[WHAT IS NEEDED]: Quote the material below verbatim, from the line containing "point: man's beard" through the line containing "Target: man's beard", with both of those lines included.

[SUPPLIED MATERIAL]:
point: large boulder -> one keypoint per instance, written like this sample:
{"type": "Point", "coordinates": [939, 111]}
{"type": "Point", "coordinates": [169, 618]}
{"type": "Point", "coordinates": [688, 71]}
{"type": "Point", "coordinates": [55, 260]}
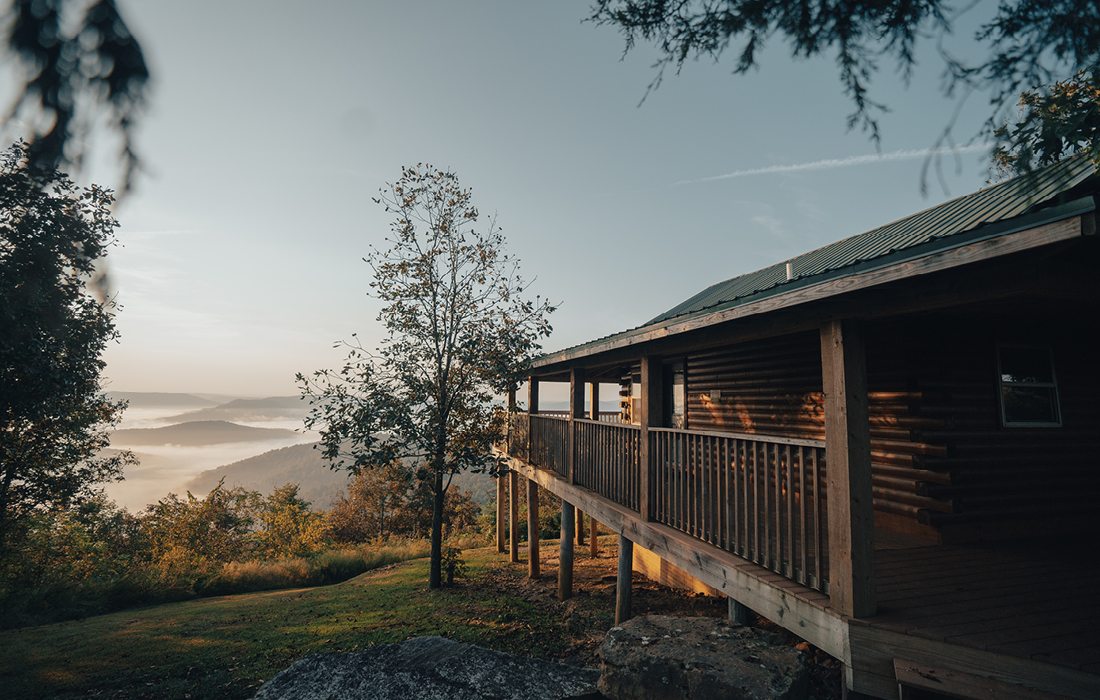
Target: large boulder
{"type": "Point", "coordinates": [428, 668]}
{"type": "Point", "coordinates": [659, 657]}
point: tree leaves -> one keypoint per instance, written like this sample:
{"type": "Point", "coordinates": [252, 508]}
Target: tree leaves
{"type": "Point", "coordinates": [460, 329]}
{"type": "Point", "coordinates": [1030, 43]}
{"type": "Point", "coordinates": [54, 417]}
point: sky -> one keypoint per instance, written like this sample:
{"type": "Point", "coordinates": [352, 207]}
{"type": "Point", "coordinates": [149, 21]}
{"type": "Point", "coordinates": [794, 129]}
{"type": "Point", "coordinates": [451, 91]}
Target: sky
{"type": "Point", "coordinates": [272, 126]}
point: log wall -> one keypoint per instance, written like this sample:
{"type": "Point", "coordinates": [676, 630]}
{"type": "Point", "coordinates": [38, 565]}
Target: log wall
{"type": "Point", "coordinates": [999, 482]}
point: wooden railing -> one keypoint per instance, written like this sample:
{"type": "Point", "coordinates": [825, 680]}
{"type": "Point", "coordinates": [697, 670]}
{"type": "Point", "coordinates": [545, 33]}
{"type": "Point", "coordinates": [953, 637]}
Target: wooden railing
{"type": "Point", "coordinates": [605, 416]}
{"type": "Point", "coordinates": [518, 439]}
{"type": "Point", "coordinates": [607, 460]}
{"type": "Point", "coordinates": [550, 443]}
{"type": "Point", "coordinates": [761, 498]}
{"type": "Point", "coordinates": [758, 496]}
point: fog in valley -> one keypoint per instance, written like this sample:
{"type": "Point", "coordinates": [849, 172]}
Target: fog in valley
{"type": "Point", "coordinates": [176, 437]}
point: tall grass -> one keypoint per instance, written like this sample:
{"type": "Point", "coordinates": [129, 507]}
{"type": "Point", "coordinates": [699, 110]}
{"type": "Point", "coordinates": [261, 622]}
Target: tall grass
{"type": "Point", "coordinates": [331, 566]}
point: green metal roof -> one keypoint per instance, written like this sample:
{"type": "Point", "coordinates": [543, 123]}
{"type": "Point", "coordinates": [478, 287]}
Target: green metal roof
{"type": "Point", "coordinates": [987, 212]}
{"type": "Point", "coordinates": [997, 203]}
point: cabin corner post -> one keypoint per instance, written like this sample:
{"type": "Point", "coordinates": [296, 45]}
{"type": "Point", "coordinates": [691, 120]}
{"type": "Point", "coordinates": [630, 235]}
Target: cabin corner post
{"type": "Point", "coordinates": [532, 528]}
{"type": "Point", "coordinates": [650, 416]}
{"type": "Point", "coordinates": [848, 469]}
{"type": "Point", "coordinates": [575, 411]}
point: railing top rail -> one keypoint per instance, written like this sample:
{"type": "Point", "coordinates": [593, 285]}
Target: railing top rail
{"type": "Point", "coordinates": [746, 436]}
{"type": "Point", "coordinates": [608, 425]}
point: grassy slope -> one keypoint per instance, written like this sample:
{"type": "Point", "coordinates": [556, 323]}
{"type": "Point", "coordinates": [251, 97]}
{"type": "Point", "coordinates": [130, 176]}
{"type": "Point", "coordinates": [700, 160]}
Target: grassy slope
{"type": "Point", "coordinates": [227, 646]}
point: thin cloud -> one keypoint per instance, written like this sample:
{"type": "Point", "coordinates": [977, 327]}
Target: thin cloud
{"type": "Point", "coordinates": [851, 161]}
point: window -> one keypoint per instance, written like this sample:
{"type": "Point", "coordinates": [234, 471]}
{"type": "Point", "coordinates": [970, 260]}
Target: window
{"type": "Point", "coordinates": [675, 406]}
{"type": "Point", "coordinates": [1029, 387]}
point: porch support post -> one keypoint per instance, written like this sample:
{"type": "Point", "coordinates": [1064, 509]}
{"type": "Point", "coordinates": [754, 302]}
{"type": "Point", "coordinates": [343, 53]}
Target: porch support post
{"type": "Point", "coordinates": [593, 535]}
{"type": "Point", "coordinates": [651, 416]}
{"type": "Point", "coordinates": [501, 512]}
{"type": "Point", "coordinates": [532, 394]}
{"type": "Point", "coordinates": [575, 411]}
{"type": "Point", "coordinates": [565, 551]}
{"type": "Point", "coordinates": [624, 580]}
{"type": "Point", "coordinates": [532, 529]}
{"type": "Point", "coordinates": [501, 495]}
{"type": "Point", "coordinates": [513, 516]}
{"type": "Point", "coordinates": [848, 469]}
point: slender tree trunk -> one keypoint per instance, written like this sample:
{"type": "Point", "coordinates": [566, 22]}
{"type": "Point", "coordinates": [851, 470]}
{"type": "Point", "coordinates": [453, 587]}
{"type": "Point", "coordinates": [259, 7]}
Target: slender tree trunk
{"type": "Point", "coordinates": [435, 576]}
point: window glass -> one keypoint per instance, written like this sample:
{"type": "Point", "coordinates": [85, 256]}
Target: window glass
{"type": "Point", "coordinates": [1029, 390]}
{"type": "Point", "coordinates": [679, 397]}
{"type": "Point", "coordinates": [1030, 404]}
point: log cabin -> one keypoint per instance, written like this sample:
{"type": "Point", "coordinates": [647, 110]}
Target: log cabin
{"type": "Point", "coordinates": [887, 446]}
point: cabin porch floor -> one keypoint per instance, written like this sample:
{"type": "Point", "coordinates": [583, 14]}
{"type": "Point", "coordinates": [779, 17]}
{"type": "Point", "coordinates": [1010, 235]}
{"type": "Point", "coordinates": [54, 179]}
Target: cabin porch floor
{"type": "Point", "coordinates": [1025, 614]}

--

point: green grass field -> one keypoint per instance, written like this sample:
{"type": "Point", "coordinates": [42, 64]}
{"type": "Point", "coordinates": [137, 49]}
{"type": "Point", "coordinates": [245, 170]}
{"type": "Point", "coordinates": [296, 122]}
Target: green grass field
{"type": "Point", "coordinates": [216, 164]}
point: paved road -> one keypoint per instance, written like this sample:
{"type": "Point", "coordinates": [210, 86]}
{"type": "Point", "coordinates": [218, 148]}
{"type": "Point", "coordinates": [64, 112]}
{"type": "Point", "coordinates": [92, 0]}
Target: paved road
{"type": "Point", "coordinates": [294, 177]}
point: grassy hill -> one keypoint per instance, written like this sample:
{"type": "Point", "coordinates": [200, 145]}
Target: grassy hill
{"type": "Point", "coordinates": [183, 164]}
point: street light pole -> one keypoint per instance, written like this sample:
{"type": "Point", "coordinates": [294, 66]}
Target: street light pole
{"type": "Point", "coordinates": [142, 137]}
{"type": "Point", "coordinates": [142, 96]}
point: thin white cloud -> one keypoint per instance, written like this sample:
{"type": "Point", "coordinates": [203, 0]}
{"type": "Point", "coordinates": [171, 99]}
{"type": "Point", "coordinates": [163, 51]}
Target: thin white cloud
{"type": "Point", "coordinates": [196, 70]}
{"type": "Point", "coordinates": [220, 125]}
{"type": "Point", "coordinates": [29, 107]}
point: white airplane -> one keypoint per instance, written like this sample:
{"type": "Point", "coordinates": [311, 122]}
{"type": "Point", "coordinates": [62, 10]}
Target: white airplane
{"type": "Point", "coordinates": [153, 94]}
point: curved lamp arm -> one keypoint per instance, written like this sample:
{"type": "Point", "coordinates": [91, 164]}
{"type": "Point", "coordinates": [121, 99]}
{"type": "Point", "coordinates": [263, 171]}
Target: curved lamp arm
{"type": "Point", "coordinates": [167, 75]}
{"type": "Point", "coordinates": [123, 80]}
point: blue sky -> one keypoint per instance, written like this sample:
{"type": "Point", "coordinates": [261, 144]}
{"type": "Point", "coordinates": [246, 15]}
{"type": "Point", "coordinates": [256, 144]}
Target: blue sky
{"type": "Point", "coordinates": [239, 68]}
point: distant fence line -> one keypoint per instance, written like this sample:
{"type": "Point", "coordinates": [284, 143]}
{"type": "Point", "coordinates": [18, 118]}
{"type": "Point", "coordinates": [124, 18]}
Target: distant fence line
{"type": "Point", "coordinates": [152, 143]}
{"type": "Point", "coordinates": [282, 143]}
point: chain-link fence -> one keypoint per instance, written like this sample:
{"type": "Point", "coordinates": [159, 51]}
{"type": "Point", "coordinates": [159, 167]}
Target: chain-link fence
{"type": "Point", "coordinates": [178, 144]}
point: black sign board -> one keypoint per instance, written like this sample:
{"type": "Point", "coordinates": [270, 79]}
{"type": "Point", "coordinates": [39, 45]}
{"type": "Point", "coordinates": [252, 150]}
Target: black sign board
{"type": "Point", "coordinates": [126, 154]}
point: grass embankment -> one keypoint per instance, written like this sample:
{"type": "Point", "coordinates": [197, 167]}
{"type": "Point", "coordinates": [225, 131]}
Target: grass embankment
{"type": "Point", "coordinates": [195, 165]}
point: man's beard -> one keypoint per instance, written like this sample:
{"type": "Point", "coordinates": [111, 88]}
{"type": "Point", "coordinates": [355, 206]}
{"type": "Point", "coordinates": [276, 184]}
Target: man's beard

* * *

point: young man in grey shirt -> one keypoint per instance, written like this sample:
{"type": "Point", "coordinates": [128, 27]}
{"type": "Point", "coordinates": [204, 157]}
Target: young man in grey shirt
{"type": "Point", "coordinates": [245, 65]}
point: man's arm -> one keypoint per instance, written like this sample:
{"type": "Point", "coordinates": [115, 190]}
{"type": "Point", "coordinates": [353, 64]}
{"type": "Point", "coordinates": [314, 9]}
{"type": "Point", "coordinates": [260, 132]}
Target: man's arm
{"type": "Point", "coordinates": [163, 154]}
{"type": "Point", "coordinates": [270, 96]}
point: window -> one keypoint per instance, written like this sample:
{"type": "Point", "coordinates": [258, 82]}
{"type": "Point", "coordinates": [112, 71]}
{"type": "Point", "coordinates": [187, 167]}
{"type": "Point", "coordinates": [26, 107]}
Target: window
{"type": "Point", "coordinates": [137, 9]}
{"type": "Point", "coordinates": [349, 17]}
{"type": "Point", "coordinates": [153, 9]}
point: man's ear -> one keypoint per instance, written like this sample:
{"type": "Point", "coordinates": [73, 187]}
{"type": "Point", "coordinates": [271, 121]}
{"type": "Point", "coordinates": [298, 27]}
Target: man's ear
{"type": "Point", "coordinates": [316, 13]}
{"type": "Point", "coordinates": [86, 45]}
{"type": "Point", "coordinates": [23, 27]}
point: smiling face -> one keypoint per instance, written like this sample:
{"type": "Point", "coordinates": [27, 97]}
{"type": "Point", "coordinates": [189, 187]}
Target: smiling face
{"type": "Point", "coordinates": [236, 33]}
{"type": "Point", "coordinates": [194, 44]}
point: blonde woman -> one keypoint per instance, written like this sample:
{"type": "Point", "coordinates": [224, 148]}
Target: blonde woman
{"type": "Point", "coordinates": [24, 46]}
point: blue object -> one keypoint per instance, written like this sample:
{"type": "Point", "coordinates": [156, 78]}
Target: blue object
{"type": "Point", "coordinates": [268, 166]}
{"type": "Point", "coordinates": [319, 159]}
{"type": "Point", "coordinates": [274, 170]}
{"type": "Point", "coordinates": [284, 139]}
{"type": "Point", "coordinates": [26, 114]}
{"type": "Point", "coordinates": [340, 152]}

[EXERCISE RESPONSE]:
point: man's beard -> one keypoint per instance, written like this sample:
{"type": "Point", "coordinates": [111, 88]}
{"type": "Point", "coordinates": [355, 206]}
{"type": "Point", "coordinates": [276, 184]}
Target: man's beard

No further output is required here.